- **Text under study**:
++++++++++++++++++++

Daily Abide

A question

How do I forgive when I have been deeply hurt?

Deep hurt makes forgiveness feel costly, and Scripture does not ask you to pretend otherwise.

A short answer

Forgiveness begins by bringing the real wound before God, not by minimizing it. In Scripture, forgiveness is rooted in the mercy we have received in Christ, who bore our sin and reconciled us to God. To forgive does not mean calling evil harmless, rushing grief, or removing wise boundaries. It means releasing vengeance to the Lord and asking grace to teach your heart what obedience cannot manufacture by force.

Ephesians 4:31-32

31Let all bitterness and wrath and anger and clamor and slander be put away from you, along with all malice. [32] Be kind to one another, tenderhearted, forgiving one another, as God in Christ forgave you.

A slower answer

When you have been deeply hurt, forgiveness can sound almost impossible. The word itself may feel heavy. It may seem as though forgiving would require you to deny what happened, excuse the person who wounded you, or silence the grief that still rises in you. Scripture does not treat sin that lightly. God does not ask his people to call evil good, or to pretend that betrayal, cruelty, abuse, abandonment, or repeated harm has left no mark.

++++++++++++++++++++

- **Records provided**:
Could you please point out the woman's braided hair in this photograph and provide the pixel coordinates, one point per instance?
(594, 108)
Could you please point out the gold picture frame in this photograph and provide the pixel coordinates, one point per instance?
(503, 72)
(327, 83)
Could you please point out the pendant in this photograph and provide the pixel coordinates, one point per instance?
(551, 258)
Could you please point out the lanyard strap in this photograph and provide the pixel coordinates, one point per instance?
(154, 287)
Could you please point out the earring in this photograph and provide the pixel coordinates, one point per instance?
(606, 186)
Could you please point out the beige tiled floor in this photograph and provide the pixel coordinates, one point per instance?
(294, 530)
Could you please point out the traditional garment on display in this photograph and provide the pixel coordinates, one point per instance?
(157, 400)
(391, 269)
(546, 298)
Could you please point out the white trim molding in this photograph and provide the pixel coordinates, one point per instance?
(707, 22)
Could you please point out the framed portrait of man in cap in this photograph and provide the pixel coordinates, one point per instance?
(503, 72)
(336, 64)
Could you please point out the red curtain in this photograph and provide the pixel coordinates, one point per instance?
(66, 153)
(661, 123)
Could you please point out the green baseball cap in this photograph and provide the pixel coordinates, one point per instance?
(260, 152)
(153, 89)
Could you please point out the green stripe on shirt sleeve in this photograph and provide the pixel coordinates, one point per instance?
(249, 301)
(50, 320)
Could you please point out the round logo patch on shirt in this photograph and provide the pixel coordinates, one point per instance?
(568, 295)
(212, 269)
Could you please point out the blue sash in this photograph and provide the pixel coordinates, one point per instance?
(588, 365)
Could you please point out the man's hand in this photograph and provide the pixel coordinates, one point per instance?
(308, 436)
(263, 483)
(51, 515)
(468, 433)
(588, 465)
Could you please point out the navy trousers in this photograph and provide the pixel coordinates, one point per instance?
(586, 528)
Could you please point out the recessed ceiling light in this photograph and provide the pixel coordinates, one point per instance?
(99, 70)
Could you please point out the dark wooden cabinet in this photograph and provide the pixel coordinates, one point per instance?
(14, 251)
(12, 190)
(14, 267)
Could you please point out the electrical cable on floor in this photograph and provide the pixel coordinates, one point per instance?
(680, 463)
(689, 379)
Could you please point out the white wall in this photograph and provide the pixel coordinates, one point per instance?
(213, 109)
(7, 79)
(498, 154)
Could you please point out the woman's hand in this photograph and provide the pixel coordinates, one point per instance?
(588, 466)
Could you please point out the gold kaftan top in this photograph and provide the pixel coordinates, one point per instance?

++++++++++++++++++++

- **Required actions**:
(a) In the text on forgiveness, what does forgiveness begin with?
(b) Do these statements agree with the text on forgiveness? Answer yes or no for each, and quote the words that decide it.
(i) Forgiving means removing wise boundaries.
(ii) Forgiveness is rooted in the mercy we have received in Christ.
(iii) God asks his people to pretend that repeated harm has left no mark.

- **Answers below**:
(a) Bringing the real wound before God, not minimizing it.

(b)
(i) No: "To forgive does not mean calling evil harmless, rushing grief, or removing wise boundaries."
(ii) Yes: "In Scripture, forgiveness is rooted in the mercy we have received in Christ"
(iii) No: "God does not ask his people to call evil good, or to pretend that betrayal, cruelty, abuse, abandonment, or repeated harm has left no mark."